Tuesday, January 6, 2015

I Guess It's Time To Fly




I always told myself that I should start a blog, but something always stopped me. Why? I don't know; insecurities about my writing, nothing to talk about, too lazy, etc. But this week something big happened and I decided it was time.

Two days ago I moved. I didn't just move into college or down the street from my parents. I really moved. Far away from home, on my own, with no clue what I am supposed to do. Well, that's not ENTIRELY true. I am a music therapy student, and on Monday (January 12th) I begin a full time, unpaid, internship at Children's Mercy Hospital in Kansas City. So, I guess I know what I am supposed to do here. But still, moving is daunting. Moving is terrifying, in a way. I am incredibly excited, but at the same time, I am so lost. Lost both literally and figuratively. (I am really bad with directions...)

▶ **Work task**
Answer these questions from the blog post above:
1. How many days before writing the post did the writer move?
2. What field is the writer a student in?
3. At which hospital does the writer's internship take place?

▶ **Data provided**
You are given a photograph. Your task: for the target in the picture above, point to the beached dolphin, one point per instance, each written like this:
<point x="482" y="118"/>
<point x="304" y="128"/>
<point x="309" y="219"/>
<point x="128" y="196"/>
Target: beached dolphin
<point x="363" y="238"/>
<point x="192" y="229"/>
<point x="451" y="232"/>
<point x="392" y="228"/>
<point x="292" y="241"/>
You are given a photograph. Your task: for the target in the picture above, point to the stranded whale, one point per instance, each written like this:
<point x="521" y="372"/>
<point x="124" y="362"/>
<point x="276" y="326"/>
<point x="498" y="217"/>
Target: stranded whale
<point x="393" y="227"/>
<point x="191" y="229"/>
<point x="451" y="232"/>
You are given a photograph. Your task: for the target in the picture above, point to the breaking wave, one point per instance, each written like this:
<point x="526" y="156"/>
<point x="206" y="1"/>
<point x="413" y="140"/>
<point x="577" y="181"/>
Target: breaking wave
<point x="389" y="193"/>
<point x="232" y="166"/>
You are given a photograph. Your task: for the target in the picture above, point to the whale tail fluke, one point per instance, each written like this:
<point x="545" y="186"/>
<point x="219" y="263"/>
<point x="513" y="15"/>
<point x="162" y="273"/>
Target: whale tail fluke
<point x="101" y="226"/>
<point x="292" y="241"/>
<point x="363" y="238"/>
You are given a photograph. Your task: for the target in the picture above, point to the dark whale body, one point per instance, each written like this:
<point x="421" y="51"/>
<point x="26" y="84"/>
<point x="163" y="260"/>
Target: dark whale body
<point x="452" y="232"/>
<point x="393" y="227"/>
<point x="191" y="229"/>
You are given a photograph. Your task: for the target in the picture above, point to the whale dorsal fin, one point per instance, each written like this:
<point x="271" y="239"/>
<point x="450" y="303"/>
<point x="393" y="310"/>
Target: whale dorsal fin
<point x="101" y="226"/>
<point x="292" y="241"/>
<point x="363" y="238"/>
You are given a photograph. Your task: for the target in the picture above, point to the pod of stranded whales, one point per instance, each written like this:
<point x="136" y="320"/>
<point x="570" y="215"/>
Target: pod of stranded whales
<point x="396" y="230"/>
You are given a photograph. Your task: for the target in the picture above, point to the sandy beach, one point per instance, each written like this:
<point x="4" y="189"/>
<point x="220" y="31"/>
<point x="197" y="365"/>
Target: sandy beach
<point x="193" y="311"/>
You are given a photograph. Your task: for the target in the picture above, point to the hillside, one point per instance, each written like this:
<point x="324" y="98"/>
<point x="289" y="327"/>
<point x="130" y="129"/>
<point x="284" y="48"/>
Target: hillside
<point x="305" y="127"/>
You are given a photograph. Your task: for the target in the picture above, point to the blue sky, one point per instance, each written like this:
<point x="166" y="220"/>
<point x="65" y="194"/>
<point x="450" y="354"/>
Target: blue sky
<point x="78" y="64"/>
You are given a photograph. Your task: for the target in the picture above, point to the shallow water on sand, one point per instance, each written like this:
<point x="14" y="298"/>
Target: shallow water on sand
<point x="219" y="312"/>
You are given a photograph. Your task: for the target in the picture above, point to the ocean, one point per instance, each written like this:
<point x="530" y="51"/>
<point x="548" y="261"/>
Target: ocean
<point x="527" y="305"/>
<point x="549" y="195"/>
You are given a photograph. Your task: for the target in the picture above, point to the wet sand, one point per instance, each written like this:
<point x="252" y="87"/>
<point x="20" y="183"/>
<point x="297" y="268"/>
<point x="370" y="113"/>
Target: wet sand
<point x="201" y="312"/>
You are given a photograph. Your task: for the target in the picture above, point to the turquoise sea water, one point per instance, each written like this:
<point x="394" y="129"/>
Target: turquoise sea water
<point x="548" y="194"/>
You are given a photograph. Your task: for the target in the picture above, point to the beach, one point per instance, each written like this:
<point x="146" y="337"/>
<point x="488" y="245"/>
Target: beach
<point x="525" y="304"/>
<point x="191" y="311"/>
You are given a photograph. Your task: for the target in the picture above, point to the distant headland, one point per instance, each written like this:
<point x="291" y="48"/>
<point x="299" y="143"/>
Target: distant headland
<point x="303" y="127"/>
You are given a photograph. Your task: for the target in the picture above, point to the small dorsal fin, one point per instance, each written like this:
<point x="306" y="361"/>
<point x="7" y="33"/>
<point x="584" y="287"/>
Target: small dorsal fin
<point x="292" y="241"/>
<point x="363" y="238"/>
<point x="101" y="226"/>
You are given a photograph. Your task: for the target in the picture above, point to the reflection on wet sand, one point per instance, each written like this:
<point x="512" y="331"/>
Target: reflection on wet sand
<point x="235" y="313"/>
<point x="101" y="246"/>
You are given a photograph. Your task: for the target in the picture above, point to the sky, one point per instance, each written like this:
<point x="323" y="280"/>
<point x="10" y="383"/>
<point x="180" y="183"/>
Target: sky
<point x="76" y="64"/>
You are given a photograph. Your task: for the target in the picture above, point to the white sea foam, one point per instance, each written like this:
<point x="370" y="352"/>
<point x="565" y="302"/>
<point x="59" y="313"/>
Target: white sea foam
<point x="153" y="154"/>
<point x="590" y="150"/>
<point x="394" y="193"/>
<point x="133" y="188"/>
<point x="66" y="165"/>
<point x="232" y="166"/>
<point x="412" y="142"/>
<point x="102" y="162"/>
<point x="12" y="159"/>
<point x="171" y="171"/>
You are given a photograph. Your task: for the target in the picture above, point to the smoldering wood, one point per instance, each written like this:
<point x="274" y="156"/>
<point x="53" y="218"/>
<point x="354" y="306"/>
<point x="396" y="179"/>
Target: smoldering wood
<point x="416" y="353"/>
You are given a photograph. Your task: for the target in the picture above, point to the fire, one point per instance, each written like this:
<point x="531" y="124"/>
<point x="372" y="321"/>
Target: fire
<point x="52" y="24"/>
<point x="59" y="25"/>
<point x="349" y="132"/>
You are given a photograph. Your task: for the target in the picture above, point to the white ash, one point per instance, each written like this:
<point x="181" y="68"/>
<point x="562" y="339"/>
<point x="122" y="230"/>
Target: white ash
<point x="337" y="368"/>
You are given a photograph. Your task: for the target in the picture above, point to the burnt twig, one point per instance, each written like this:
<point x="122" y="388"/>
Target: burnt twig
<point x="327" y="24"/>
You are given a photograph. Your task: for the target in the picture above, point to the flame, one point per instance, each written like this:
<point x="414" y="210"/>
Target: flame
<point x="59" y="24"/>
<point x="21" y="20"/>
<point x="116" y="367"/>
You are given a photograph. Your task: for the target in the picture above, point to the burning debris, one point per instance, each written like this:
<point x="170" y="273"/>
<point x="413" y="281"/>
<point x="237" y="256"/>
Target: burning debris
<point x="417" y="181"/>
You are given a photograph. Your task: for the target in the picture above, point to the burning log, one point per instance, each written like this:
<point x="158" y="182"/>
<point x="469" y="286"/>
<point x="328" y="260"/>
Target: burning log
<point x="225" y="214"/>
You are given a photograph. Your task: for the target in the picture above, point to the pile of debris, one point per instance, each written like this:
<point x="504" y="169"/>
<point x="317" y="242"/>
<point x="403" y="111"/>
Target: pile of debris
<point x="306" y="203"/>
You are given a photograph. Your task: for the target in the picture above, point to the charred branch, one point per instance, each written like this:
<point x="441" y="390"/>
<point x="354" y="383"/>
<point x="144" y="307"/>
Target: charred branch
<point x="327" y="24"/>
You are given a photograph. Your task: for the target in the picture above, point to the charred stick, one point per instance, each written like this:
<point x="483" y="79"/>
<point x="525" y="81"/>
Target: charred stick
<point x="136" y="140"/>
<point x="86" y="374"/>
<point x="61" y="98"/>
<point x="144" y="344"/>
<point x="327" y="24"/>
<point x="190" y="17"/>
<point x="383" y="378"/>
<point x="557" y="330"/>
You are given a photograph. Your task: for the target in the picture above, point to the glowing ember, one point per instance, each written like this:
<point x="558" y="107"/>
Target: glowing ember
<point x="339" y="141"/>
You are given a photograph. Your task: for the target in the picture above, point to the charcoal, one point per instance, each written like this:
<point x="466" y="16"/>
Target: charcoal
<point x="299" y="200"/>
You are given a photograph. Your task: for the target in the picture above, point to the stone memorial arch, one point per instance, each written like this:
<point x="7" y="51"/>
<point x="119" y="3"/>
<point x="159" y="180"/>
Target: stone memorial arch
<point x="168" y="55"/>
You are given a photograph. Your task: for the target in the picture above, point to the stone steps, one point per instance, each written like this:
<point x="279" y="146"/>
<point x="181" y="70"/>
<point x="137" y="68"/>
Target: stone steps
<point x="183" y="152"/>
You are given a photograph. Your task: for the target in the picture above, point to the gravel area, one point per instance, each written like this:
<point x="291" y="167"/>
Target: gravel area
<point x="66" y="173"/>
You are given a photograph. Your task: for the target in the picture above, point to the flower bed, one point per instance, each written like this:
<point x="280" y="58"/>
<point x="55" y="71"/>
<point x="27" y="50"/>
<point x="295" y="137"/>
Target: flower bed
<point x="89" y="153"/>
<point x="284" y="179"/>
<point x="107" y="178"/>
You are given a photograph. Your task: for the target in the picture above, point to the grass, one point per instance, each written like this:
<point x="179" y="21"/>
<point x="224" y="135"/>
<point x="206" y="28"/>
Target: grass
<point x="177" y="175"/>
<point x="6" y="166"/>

▶ **Answer box**
1. Two days.
2. Music therapy.
3. Children's Mercy Hospital in Kansas City.